### Directions
Please list every judge named in the case summaries below.

### Page text
(begin)

OCDW 09.07.15



James L. Hankins, Publisher


(with special thanks to Mark Hoover, OIDS, for contributing regularly)


“I have lived my life, and I have fought my battles, not against the weak and the poor—anybody can do that—but against power, against injustice, against oppression, and I have asked no odds from them, and I never shall.”—-Clarence S. Darrow, Attorney for the Damned 491, 497 (Arthur Weinberg ed. 1957).




David Glen Heard v. State, No. F-2014-478 (Okl.Cr., September 3, 2015) (unpublished): Statutory Construction (Vagueness): Heard was convicted in Tulsa County (the Hon. William J. Musseman, Jr., presiding) by jury of two counts of Lewd Molestation, although the facts are a little odd in that Heard was convicted of creeping around Wal-Mart and “looking upon” girls who were dressing and trying on shoes (Heard was also on probation for sex crimes as well). The Court affirmed, but the opinion is notable because Heard defended primarily on the basis that the statute was unconstitutionally vague. The Court found the statute was not unconstitutional. NOTE: Despite the creepy nature of his actions, there is a significant challenge here when the accused can be convicted of this sex crime for “looking” upon the body of a clothed child in a public place. Heard did not help himself any by being on probation for a sex crime and also admitting his intent when interviewed.




United States v. Pedro Garcia, No. 14-3006 (10th Cir., July 14, 2015) (Published) (Hartz, Tymkovich & Phillips): RICO & VICAR; Prosecutorial Misconduct (Brady); Hearsay (Gang Evidence): RICO convictions affirmed over claims relating to: 1) Prosecutorial misconduct (failing to disclose promises made to a cooperating witness; the Government did fail to disclose, but held not material); 2) RICO/VICAR did not impinge interstate commerce; 3) hearsay/overview testimony from a gang expert (error, but harmless). NOTE: Related to the Brady claim was a claim under Napue that the Government presented false testimony when its witnesses failed to disclose the promises of leniency. The panel noted that the legal analysis for “materiality” is different for these claims.

(end)

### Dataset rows
(begin)

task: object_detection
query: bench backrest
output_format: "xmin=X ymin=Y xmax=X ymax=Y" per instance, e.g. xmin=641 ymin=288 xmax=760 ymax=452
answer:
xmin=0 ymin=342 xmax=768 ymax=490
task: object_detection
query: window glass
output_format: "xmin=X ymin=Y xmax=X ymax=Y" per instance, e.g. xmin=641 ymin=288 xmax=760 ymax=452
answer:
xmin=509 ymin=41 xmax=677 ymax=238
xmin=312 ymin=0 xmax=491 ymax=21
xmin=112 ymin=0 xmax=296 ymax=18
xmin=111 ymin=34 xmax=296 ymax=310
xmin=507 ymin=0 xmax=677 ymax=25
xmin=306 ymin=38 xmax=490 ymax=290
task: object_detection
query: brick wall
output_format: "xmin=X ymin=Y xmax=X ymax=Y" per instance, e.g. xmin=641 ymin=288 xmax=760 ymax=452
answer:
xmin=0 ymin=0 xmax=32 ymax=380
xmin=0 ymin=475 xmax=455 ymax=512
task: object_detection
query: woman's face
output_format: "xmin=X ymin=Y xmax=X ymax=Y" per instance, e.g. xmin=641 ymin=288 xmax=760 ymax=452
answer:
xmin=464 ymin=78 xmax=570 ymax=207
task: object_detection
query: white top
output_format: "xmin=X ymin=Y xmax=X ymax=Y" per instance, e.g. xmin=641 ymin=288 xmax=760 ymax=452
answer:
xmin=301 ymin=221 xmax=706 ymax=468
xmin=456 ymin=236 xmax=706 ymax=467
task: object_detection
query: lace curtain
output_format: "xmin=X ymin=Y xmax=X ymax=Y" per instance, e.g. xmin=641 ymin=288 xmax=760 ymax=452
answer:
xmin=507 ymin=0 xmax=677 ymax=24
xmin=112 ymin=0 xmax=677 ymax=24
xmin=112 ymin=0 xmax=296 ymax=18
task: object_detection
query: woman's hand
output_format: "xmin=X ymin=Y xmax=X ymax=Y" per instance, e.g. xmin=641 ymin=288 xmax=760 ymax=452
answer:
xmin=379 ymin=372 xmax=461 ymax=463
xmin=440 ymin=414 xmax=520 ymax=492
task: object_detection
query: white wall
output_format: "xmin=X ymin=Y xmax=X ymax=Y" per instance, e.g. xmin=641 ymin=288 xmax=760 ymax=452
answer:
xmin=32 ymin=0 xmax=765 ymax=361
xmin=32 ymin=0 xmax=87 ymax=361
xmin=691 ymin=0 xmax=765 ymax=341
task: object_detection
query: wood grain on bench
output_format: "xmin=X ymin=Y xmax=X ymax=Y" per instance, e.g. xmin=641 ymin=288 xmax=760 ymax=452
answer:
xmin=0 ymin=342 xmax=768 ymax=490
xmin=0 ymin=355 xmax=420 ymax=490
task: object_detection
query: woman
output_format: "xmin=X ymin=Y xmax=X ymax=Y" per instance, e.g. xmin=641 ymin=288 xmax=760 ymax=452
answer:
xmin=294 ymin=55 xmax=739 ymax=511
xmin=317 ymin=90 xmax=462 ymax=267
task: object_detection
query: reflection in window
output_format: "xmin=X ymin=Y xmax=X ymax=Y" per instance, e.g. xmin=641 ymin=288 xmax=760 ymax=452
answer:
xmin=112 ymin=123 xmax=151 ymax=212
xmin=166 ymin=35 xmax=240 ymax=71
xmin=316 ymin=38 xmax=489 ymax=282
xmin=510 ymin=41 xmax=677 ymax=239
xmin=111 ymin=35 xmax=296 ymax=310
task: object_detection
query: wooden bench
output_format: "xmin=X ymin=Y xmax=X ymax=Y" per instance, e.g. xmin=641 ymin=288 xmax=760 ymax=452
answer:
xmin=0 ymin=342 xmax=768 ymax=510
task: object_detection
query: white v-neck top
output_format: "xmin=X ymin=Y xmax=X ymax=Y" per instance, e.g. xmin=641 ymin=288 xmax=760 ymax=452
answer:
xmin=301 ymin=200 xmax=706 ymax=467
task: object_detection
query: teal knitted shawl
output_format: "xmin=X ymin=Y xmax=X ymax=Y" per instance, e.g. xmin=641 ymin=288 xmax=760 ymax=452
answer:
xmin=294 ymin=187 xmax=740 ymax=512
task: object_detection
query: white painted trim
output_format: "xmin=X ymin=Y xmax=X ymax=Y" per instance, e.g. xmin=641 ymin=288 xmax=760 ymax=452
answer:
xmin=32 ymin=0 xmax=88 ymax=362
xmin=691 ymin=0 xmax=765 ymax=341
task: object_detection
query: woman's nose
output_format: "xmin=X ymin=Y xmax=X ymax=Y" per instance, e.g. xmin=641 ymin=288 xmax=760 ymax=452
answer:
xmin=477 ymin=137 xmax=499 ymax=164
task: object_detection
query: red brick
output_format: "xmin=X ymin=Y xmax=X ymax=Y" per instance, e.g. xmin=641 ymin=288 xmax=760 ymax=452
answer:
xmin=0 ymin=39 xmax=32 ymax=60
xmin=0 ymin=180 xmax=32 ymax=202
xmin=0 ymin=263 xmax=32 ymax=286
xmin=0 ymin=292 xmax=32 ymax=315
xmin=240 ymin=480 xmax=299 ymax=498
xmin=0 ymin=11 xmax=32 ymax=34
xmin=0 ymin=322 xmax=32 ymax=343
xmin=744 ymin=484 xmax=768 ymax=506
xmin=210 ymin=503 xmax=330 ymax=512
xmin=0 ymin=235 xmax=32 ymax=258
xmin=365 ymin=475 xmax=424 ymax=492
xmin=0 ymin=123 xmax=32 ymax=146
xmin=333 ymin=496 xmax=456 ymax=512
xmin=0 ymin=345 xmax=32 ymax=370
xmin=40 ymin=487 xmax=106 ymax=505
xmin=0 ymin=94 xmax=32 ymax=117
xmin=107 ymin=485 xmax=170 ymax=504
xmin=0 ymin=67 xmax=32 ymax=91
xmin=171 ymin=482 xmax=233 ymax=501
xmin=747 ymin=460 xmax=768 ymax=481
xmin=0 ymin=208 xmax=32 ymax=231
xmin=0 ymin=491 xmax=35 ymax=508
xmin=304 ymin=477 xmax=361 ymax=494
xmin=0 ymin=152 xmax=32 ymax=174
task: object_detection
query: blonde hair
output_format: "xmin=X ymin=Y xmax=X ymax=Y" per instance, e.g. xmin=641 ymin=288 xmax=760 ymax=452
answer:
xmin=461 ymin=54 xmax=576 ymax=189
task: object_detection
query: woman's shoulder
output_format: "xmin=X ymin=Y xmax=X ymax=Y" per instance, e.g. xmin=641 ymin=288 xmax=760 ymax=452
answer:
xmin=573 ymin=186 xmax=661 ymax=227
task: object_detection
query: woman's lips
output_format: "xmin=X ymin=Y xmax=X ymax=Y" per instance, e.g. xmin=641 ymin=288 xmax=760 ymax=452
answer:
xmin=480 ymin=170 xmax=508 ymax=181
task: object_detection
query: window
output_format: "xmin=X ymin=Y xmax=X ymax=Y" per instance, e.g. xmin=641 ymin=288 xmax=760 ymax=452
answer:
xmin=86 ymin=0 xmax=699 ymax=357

(end)

### Answer to the task
William J. Musseman, Jr.; Hartz; Tymkovich; Phillips